Required work:
All entries should be output exactly as they stand.

Stored rows:
--- start ---
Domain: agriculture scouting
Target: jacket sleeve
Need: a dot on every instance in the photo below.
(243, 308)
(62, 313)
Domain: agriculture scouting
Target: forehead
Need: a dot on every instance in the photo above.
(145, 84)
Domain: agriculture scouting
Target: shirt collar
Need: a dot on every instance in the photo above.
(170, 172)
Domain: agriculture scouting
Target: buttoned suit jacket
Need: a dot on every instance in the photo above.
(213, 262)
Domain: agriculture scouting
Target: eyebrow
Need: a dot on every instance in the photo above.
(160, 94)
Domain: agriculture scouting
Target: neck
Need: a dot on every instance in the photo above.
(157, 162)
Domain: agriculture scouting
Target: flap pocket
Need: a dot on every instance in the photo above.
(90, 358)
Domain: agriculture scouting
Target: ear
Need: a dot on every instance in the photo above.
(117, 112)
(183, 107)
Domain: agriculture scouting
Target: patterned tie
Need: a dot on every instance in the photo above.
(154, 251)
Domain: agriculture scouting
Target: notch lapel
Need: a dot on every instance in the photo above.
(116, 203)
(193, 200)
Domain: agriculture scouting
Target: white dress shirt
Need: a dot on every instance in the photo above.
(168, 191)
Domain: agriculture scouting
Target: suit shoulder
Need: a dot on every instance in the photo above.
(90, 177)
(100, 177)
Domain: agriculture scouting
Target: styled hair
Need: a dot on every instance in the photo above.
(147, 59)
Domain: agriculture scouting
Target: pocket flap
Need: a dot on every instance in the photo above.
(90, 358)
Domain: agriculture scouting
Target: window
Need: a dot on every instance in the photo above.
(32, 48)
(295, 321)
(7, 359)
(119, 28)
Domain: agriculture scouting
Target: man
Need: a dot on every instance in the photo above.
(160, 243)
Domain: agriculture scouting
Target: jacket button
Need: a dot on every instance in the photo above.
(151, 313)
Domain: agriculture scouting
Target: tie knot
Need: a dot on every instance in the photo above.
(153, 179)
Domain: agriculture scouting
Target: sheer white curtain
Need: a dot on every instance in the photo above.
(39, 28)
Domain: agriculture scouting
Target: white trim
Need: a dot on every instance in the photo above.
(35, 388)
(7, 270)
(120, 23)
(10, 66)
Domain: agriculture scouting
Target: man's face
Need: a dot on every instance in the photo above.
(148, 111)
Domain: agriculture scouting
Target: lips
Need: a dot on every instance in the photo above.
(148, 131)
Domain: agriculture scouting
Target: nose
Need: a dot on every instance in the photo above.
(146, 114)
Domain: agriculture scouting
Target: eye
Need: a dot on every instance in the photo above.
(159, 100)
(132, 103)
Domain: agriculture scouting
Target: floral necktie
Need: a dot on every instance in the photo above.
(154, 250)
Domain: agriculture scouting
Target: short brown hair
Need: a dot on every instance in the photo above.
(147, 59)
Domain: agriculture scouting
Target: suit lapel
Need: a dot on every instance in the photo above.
--- end ---
Task solution:
Domain: agriculture scouting
Target: jacket sleeve
Need: a dot on every instance in the photo below.
(243, 308)
(62, 313)
Domain: agriculture scouting
Target: forehead
Need: a dot on every instance in the photo above.
(145, 84)
Domain: agriculture scouting
Target: shirt collar
Need: a dot on every instance in the photo above.
(170, 172)
Domain: agriculture scouting
Target: buttoned suit jacket
Need: a dot on every instance in the photo above.
(213, 262)
Domain: agriculture scouting
Target: eyebrow
Need: a dot on every instance in the photo above.
(160, 94)
Domain: agriculture scouting
Target: neck
Need: a dot on every instance in the photo above.
(157, 162)
Domain: agriculture scouting
Target: flap pocket
Need: a dot on every instance in the photo above.
(90, 358)
Domain: agriculture scouting
Target: ear
Need: a dot on every instance in the photo above.
(117, 112)
(183, 107)
Domain: agriculture scouting
Target: patterned tie
Need: a dot on every instance in the photo above.
(154, 251)
Domain: agriculture scouting
Target: notch lapel
Need: a dot on every instance in the photo above.
(116, 203)
(193, 200)
Domain: agriculture scouting
Target: white dress shirt
Need: a dot on every instance in the photo above.
(168, 191)
Domain: agriculture scouting
Target: suit shoulder
Need: a dot on every instance in the photo above.
(90, 177)
(100, 177)
Domain: agriculture scouting
Target: styled hair
Need: a dot on every instance in the photo above.
(147, 59)
Domain: agriculture scouting
Target: pocket flap
Need: a dot on every instance in the photo above.
(90, 358)
Domain: agriculture scouting
Target: window
Need: a dot on every instance in the photo above.
(32, 48)
(295, 321)
(7, 359)
(119, 28)
Domain: agriculture scouting
Target: man
Need: a dot on every instance in the photo above.
(160, 243)
Domain: agriculture scouting
Target: jacket button
Need: a dot on every instance in the photo above.
(151, 313)
Domain: agriculture scouting
Target: tie knot
Need: a dot on every instance in the photo above.
(153, 179)
Domain: agriculture scouting
Target: sheer white curtain
Need: a dot on every instance in the photo above.
(39, 28)
Domain: agriculture scouting
Target: white trim
Need: a dot on every instance in the photo above.
(35, 388)
(7, 270)
(120, 23)
(10, 66)
Domain: agriculture scouting
Target: man's face
Need: a dot on every instance in the photo above.
(148, 111)
Domain: agriculture scouting
Target: lips
Need: a dot on every instance in the photo above.
(148, 131)
Domain: agriculture scouting
Target: nose
Need: a dot on every instance in the photo above.
(146, 114)
Domain: agriculture scouting
Target: eye
Need: a dot on every instance in the photo above.
(159, 100)
(132, 103)
Domain: agriculture scouting
Target: floral necktie
Need: a dot on every instance in the photo above.
(154, 250)
Domain: agriculture scouting
Target: short brown hair
Need: a dot on every instance in the photo above.
(147, 59)
Domain: agriculture scouting
Target: suit lapel
Need: a dot on every instance in the photo above.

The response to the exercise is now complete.